Problem to work on: Give everything from the line containing "GET /v1/detect?q=lantern painting on banner" down to the line containing "[87,231,300,504]" as a Markdown table with the columns Row and Line text. Omit blank lines, and leave the pictures out of the answer.

Provided records:
────────

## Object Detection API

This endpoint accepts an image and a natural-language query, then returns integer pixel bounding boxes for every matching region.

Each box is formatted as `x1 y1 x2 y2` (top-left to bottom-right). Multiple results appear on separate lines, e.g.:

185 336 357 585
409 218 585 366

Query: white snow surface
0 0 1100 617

────────

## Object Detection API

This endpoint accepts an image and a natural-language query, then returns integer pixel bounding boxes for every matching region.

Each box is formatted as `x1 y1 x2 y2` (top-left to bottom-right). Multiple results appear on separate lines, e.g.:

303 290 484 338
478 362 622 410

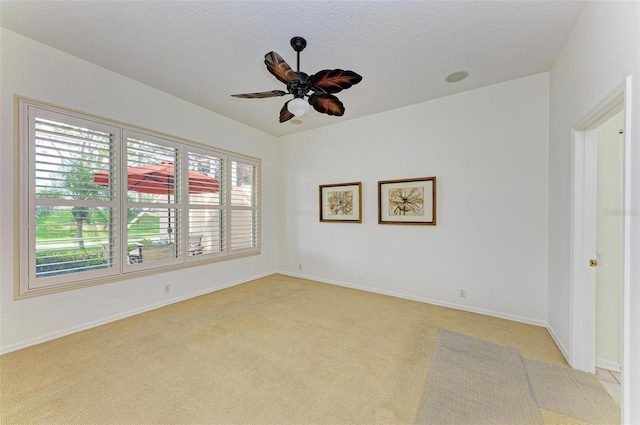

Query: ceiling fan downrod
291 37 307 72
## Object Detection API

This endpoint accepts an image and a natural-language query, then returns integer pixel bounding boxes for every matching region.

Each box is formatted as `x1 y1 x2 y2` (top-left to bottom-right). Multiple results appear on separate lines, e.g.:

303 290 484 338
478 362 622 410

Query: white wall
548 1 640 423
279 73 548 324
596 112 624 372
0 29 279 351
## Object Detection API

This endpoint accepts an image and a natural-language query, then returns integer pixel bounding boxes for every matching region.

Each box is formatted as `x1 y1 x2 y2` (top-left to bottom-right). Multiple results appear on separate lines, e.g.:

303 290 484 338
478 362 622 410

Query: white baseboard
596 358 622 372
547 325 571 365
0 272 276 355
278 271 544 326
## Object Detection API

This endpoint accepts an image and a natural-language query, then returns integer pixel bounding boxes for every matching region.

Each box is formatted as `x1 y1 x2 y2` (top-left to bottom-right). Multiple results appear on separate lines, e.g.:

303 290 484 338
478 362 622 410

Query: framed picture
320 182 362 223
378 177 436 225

────────

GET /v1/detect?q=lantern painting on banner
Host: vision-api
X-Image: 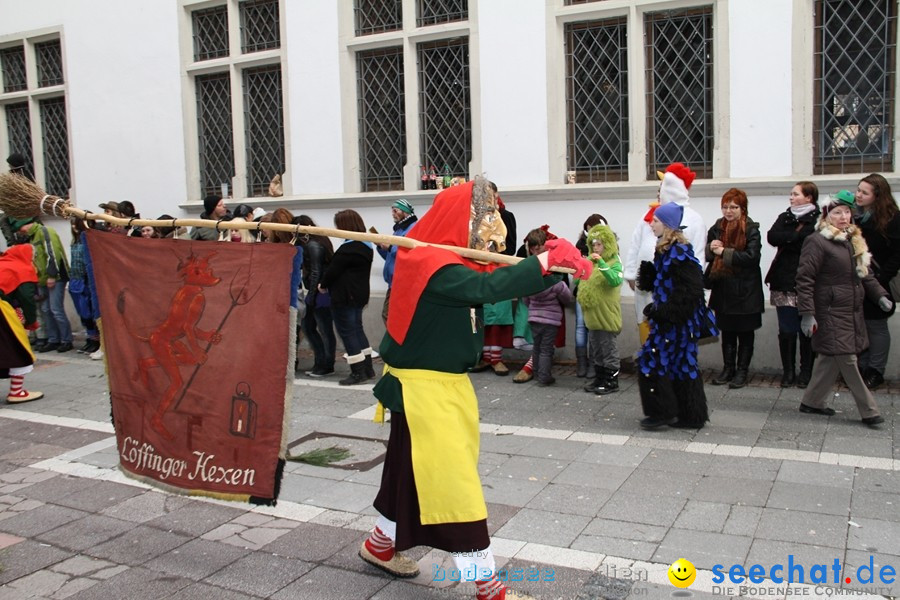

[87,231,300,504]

────────

Final result:
| Row | Line text |
|---|---|
| 1 | GET /v1/detect?q=lantern painting on banner |
| 2 | Host: vision-api |
| 3 | X-Image:  |
| 4 | [87,231,300,504] |